■ **EXTRAIT DU DOCUMENT**
•••

L’aérien le dit et le répète : il fait tout pour réduire ses émissions. Mais dans quelle mesure pourra-t-il les limiter alors que le trafic redécolle fortement depuis la fin de la pandémie ?

C’est un sujet désormais quotidien. Impossible de parler de transport sans aborder son impact sur l’environnement. Avec comme cible principale le transport aérien. Après de longues années à faire la sourde oreille, le secteur comme beaucoup d’autres secteurs se rend compte désormais de l’urgence à agir. Il faut donc à tout prix, et très vite, décarboner.

Mais est-il trop tard ? Le transport aérien a-t-il perdu les faveurs des consommateurs ? Les jeunes générations vont-elles bouder l’aérien au profit du train ? Tels étaient les enjeux questionnés par la Fédération nationale de l’aviation et de ses métiers (Fnam) lors de son congrès annuel. Sur scène, un large panel d’invités et de positions, ce qui est assez rare dans l’aérien. Et qui mérite d’être souligné.

Assez vite, les intervenants sont tombés d’accord sur un point. Les Français aiment toujours l’avion. Selon Mathieu Blondel, du cabinet Arthur D. Little, « les Français ont un rapport très positif avec l’aérien. Actuellement, le trafic revient malgré les conditions économiques difficiles, et des prix plus élevés. Il y a peut-être une schizophrénie médiatique sur l’avion mais pas une schizophrénie sociétale. »

L’aérien : une image ambiguë 

Une vision confirmée par Antoine Bristielle, le directeur de l’observatoire de l’opinion de la fondation Jean-Jaurès : « Nos études confirment cette vision positive du transport aérien. Notamment des grandes entreprises du secteur. Il y a toujours un futur avec l’avion pour les jeunes générations. Par contre, il est vrai qu’il a des préoccupations environnementales sous-jacentes. D’après une étude, 78% des jeunes pensent qu’un avion propre existera. Mais 60% pensent également que les entreprises du secteur aérien ne font pas assez. »

•••

■ **DONNÉES**
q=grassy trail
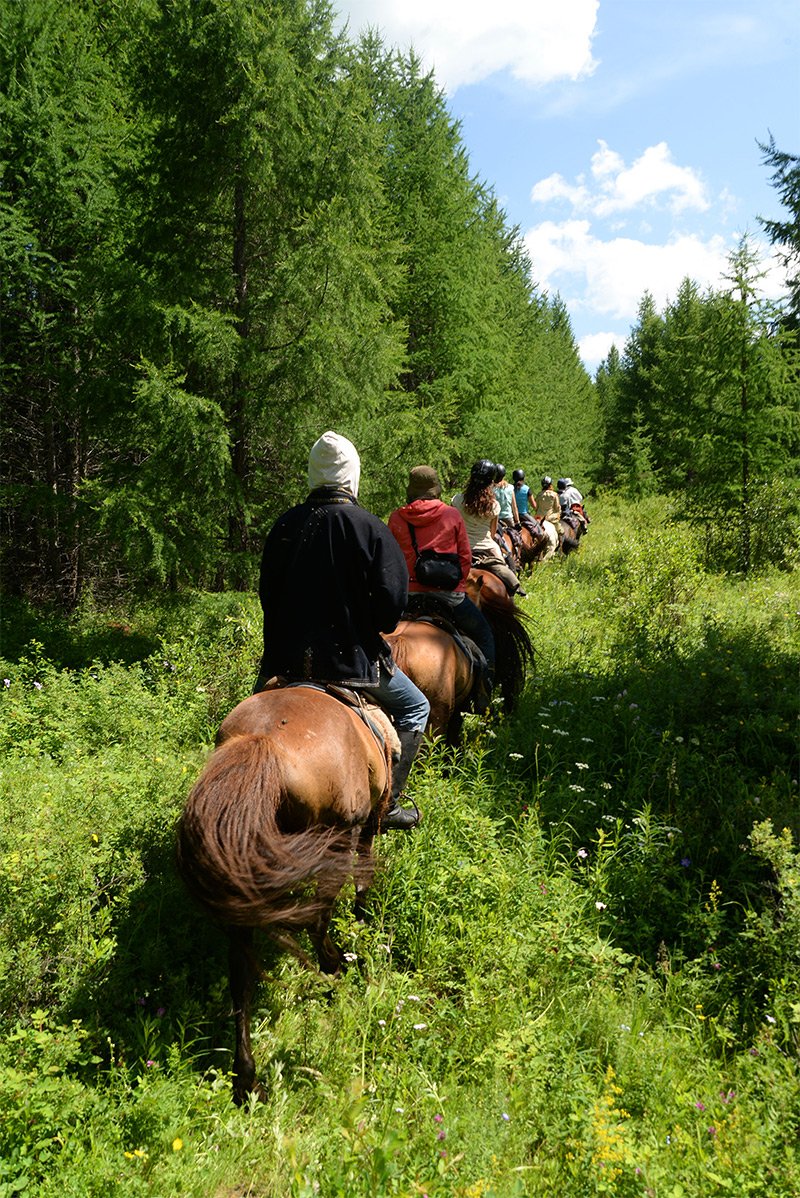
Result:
[0,493,800,1198]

•••

■ **CONSIGNE**
Poursuivez l'extrait sur le transport aérien et ses émissions à partir de sa dernière phrase. Les lignes ci-dessus proviennent d'une autre source que l'extrait sur le transport aérien.

■ **RÉPONSE ATTENDUE**
Pour Jean-François Rial, le PDG de Voyageurs du Monde, c’est un problème de communication.  « Nous communiquons mal et nous continuons à mal communiquer. Nous sommes trop sur la défensive. On est à côté de la plaque. On peut se raconter tout ce qu’on veut. La quote-part de l’émission de l’aérien est importante et elle ne va faire que de monter car on décarbone moins bien que les autres secteurs. Le discours qui dit ‘on est à 3 ou 4%‘, cela ne marchera pas. Si on le ramène à chaque passager, c’est plus important. »

Les entreprises devront payer

Pour le patron de Voyageurs du Monde, il faut faire mieux. « Expliquer tout ce qu’on fait sur la diminution. » Et oublier certains grands mécanismes de compensation : « C’est terminé, ça ne marche pas. Personne ne comprend rien à Corsia (un marché destiné à compenser la fraction des émissions de CO₂ des vols internationaux excédant leur niveau de 2020, NDLR). En ce moment, la vision de l’aérien c’est ‘L’avion ça émet beaucoup par personne et c’est pour les riches’. Il faut que l’on parle de la clientèle ethnique, qui pour le coup n’est pas une clientèle aisée. Mais aussi de l’utilité sociale de l’avion. Ses retombées économiques, ses retombées sociales considérables pour les populations locales, qui bénéficient pleinement de l’avion et de ses passagers. »

Pour lui, la cible doit davantage être l’aviation d’affaires. « Il faut lui imposer d’investir massivement dans les carburants de synthèse. C’est eux qui vont développer la filière. Cela va leur coûter plus cher mais ce n’est pas grave. Ils ont de l’argent. »

Haro sur la décroissance

Ainsi donc se serait en grande partie aux entreprises de payer selon Jean-François Rial. Des acteurs également ciblés par Diane Strauss, la directrice France de l’ONG Transport & Environnement : « Il y a deux leviers pour baisser les émissions. La technologie effectivement. Malheureusement elle ne va pas assez vite. L’autre levier, c’est la réduction de la demande. C’est un prérequis, car les effets des carburants d’aviation durable sont encore trop limités. La question est donc désormais de savoir qui doit réduire ses émissions, au nom de la justice sociale. Pour nous, ce sont les entreprises. Si on réduit de 50% les voyages professionnels, avec une utilisation des SAF en parallèle, on pourra atteindre les objectifs pour 2050. On sait que dans l’aérien, 1% de la population émet 50% des émissions. Ce sont les jets, mais aussi beaucoup de voyageurs fréquents. Stratégiquement, c’est là qu’on peut réduire le plus vite. C’est ce qui permettra à tout le monde de continuer à voyager. »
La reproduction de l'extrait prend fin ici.